* Prompt: Every line in the data below that has the word "like" should be returned.

[Referring expression data]
------------------------

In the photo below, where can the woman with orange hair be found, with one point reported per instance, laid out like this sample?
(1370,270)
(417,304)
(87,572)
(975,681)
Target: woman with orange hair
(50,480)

------------------------

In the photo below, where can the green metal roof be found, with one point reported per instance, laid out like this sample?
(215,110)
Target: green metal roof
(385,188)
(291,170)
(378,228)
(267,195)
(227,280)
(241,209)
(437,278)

------------------------

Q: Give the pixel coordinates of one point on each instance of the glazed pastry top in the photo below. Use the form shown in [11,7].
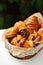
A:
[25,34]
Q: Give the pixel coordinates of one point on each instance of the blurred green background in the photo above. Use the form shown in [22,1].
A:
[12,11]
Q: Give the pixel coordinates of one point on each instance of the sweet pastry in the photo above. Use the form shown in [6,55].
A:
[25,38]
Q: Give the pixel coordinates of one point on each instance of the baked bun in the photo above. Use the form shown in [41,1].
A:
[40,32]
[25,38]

------------------------

* Reply:
In the photo below, where can the woman with orange hair be found, with one point reported per instance, laid out like this sample?
In the photo below, where can the green metal roof be found, with one point reported per instance, laid out like this sample?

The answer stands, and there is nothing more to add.